▶ ЗАДАНИЯ
1. Перепишите дословно из отрывка о поездке в Каргил фрагмент от слов «Не успел я сделать» до слов «каким казался я.» включительно.
2. Перескажите в виде краткого списка абзац отрывка о поездке в Каргил, который начинается словами «Все путешественники, посетившие Гималаи». Сохраните его основные факты.
====== ИСХОДНЫЙ ОТРЫВОК
Вторым европейцем, попавшим в Заскар, был некий Томас Томсон. Он посетил княжество в 1848 году и тоже не оставил рассказа о своём коротком визите. Скорее всего он, будучи ботаником, больше интересовался растениями, а не людьми.
Первые встречи
Когда я, покрытый густым слоем пыли и изнурённый долгой поездкой и высотой, добрался до Каргила, было шесть часов вечера. Мой багаж сбросили с крыши автобуса прямо на мостовую главной базарной улицы, по которой прогуливались мусульмане в тюрбанах и ладакхцы в высоких шапках из шёлка. Вся эта цветисто одетая толпа окружила меня и мой багаж, но я, совсем не смущаясь, обратился на тибетском языке к стоявшему ближе всего человеку. Воспользовавшись его замешательством, я попросил помочь донести багаж до тибетской гостиницы, которую приметил в боковой улочке. Хозяина на месте не оказалось, но его юный отпрыск отвёл мне крохотную комнатушку, куда я сложил багаж. Заперев дверь на свой собственный замок, я отправился побродить по Каргилу.
Не успел я сделать и десяти шагов, как столкнулся с тибетской красавицей, с которой познакомился в Сринагаре. Она выглядела ещё свежее и очаровательнее по сравнению с запылённым бродягой, каким казался я.
— Пойдёмте выпьем чаю у моих друзей, — предложила она мне, словно мы были давнишними приятелями, а встреча в Каргиле была самой естественной вещью в мире. Она привела меня в дом своих ладакхских друзей, где нас угостили тибетским чаем.
Все путешественники, посетившие Гималаи, жалуются на «отвратительный тибетский чай», изготовленный с прогорклым сливочным маслом. Я не согласен с критиканами. Плохой тибетский чай действительно отвратителен, но хороший тибетский чай — великолепный напиток, если принимать его за то, что он есть на самом деле, иначе говоря, за бульон. Поскольку это суп со сливочным маслом, и ничто иное. На чай он похож лишь цветом, а вкус ему придают масло и соль.
В гостиницу я вернулся поздним вечером. Торговцы просыпались после долгой сиесты, и улицы кишели людьми. Резкий свет керосиновых ламп чётко обрисовывал силуэты людей, обступивших небольшие лавочки. Обходя собак и натыкаясь на ребятишек, я добрался до гостиницы, где меня как друга дамы из Лхасы тепло встретил хозяин, высокий и тощий тибетец. Я немедленно спросил его, нельзя ли подыскать надёжного проводника и вьючных животных, чтобы отправиться в Заскар.
============
====== ПРЕДОСТАВЛЕННЫЕ ЗАПИСИ
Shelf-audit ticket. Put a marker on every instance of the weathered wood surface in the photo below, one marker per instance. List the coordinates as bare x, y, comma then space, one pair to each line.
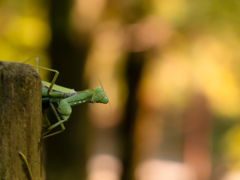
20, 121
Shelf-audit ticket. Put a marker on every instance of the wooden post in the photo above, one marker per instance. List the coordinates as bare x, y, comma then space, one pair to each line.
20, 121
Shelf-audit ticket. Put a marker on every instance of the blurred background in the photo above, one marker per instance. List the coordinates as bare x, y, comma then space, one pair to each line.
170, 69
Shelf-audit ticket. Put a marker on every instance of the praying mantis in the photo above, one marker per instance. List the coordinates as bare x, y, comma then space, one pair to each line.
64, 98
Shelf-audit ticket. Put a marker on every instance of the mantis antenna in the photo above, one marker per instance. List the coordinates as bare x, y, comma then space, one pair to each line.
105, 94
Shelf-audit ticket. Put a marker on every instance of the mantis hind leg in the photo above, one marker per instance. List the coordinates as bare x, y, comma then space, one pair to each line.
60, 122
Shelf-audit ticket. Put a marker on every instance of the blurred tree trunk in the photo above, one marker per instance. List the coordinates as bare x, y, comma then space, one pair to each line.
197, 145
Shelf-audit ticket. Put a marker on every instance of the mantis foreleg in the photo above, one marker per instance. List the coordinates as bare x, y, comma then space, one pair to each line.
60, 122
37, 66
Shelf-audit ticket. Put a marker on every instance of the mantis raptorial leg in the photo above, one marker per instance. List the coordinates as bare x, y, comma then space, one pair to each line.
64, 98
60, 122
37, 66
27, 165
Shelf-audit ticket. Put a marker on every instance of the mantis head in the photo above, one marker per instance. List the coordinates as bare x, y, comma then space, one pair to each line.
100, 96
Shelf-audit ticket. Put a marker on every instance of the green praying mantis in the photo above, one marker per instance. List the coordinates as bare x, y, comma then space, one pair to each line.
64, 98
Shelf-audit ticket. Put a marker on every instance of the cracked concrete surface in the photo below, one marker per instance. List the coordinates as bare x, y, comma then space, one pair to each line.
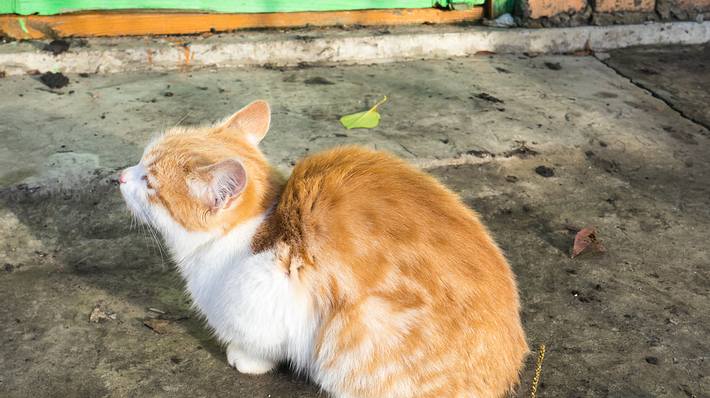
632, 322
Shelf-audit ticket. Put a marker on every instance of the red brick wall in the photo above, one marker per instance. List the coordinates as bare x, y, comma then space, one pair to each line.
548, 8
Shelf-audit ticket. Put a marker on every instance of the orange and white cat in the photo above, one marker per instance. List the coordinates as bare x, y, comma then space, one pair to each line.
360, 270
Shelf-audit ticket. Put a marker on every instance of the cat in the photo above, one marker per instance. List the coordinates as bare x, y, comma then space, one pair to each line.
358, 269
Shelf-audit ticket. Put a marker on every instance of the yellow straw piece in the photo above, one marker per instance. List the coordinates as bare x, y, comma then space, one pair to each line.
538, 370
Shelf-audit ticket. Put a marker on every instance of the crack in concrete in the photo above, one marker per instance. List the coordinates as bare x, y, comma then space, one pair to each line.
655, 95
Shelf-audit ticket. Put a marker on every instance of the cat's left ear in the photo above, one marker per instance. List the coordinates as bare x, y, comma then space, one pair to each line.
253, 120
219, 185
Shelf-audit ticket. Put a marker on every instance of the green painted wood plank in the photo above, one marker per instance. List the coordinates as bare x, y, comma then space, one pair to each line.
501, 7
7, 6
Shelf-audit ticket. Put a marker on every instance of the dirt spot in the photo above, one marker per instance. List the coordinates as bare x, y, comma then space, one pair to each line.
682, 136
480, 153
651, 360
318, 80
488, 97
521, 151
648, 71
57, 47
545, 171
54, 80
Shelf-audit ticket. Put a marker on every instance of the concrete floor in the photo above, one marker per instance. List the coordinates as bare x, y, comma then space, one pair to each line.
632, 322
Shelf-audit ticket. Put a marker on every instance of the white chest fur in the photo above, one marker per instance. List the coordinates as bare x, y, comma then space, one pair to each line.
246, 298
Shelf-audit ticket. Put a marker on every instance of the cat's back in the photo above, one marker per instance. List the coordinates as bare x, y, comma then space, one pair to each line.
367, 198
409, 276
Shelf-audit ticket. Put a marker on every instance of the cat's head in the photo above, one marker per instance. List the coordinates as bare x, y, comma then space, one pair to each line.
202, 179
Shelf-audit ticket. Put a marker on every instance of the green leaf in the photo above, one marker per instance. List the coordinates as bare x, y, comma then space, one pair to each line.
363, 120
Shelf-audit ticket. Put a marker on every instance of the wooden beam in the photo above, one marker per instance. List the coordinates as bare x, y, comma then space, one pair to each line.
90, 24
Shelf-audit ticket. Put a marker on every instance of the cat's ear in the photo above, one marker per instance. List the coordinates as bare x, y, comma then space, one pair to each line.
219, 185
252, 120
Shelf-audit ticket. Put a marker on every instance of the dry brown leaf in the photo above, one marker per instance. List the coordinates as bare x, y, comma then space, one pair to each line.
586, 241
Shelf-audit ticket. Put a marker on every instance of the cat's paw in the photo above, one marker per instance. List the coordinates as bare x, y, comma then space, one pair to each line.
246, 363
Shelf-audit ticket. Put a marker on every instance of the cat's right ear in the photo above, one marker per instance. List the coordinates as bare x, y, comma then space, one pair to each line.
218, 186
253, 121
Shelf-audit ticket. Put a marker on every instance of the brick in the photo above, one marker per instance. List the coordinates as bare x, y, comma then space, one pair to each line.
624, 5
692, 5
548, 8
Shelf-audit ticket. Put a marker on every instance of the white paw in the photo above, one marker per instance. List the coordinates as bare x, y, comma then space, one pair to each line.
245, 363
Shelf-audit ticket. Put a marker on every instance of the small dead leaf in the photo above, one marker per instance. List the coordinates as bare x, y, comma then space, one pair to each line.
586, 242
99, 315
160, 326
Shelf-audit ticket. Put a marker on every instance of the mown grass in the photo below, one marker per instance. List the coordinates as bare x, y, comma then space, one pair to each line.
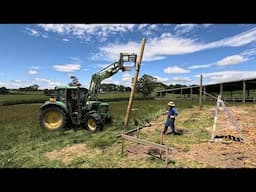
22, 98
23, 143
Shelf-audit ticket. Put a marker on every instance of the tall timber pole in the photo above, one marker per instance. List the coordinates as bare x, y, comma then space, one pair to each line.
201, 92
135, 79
============
====== ПРЕДОСТАВЛЕННЫЕ ЗАПИСИ
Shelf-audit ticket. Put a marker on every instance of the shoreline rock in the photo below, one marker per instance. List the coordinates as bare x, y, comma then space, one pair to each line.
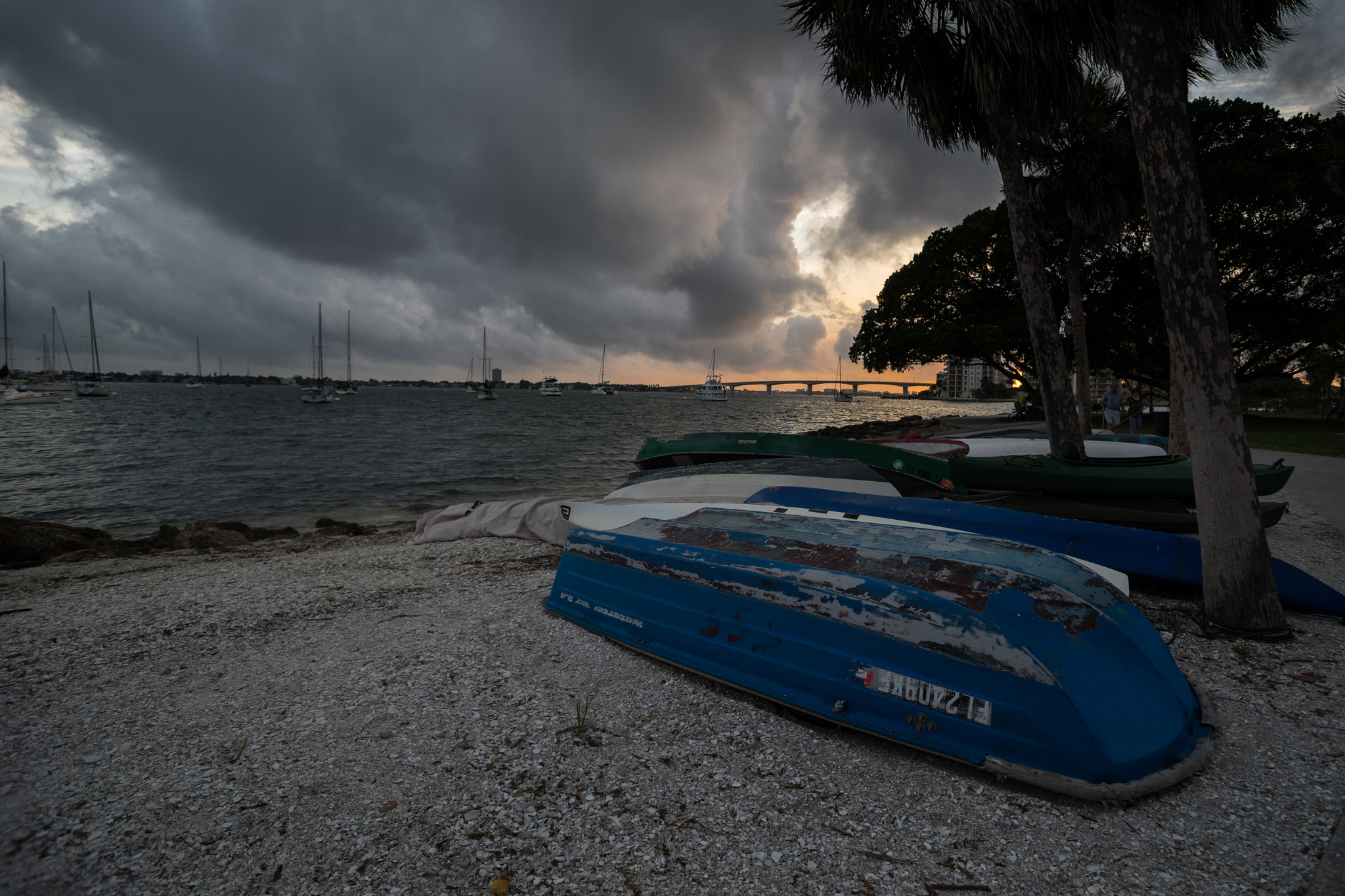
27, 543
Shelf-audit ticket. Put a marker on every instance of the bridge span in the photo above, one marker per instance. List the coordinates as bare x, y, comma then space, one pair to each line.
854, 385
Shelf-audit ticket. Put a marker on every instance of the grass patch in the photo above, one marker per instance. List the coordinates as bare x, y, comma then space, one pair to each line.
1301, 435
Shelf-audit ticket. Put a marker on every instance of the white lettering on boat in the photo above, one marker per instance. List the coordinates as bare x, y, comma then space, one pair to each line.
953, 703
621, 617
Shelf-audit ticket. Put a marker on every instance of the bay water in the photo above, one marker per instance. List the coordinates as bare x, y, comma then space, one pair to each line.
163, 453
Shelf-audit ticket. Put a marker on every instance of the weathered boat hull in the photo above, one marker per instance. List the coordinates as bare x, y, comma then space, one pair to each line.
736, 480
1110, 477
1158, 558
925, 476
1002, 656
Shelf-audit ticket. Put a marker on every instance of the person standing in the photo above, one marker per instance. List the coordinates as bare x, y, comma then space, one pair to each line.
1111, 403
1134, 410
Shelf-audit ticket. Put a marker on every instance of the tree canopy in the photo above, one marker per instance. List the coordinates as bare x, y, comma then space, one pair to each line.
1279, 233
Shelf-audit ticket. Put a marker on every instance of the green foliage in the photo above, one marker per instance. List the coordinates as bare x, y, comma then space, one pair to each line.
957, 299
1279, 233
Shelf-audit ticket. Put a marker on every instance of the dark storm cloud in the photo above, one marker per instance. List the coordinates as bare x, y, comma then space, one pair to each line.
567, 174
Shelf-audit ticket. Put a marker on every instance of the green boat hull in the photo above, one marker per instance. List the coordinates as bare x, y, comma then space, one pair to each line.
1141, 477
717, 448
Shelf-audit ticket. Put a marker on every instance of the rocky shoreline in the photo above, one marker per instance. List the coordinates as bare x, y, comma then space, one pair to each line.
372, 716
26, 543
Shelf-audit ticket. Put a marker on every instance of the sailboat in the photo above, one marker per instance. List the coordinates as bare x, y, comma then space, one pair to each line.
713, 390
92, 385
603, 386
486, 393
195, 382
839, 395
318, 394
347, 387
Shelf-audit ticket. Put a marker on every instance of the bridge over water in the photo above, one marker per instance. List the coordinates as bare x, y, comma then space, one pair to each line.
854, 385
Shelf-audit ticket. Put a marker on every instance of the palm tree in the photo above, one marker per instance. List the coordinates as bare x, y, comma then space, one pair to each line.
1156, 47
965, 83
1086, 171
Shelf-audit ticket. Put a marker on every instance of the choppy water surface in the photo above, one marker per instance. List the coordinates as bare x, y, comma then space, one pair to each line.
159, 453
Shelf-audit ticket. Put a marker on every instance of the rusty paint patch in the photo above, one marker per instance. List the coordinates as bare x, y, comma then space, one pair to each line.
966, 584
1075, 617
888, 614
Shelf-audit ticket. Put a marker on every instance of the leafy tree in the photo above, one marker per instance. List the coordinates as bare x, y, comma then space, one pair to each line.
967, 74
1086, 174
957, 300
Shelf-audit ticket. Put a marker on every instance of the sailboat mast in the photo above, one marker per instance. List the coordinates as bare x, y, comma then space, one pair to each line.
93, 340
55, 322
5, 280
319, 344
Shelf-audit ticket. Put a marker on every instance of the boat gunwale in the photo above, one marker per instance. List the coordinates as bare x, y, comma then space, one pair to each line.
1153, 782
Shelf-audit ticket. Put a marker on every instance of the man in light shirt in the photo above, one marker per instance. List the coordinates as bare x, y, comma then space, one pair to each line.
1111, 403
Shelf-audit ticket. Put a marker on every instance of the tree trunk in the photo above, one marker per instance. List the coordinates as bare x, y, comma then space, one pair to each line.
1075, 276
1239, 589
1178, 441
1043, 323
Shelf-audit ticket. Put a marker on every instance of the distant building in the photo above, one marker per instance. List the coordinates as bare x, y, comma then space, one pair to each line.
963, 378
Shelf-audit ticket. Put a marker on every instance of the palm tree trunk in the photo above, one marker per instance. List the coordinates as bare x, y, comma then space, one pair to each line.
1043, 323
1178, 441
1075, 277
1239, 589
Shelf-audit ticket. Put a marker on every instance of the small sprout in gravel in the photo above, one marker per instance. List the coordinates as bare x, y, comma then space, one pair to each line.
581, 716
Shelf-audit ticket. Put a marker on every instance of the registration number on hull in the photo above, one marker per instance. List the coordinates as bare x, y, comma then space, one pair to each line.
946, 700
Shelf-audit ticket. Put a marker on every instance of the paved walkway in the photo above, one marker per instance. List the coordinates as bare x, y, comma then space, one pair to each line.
============
====== ПРЕДОСТАВЛЕННЫЕ ЗАПИСИ
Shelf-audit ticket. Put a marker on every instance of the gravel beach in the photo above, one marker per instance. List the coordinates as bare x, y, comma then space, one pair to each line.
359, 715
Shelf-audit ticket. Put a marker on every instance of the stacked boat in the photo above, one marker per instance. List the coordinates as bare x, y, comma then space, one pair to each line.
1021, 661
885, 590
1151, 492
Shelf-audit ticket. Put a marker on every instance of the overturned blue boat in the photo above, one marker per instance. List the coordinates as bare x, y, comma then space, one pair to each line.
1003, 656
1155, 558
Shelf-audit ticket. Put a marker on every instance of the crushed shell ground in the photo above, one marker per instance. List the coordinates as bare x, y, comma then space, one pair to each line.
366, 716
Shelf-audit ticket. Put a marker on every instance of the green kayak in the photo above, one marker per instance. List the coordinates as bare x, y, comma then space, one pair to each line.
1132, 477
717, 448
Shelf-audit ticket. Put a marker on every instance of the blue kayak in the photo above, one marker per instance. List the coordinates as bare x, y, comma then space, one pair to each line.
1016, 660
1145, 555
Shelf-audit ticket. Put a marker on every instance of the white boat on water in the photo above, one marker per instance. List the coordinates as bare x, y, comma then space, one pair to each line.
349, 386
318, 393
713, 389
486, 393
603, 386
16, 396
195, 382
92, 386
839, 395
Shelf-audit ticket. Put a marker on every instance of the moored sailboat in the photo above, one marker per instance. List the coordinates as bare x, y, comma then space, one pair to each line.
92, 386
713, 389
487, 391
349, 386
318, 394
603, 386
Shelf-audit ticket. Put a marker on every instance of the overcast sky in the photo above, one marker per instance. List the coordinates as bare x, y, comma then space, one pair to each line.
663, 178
============
▶ ПРАВИЛЬНЫЕ ОТВЕТЫ
1.
Не успел я сделать и десяти шагов, как столкнулся с тибетской красавицей, с которой познакомился в Сринагаре. Она выглядела ещё свежее и очаровательнее по сравнению с запылённым бродягой, каким казался я.

2.
- Путешественники, побывавшие в Гималаях, жалуются на тибетский чай с прогорклым сливочным маслом.
- Рассказчик с ними не согласен. Плохой тибетский чай отвратителен, но хороший — великолепный напиток, если считать его бульоном.
- По сути это суп со сливочным маслом. На чай он похож только цветом, а вкус ему дают масло и соль.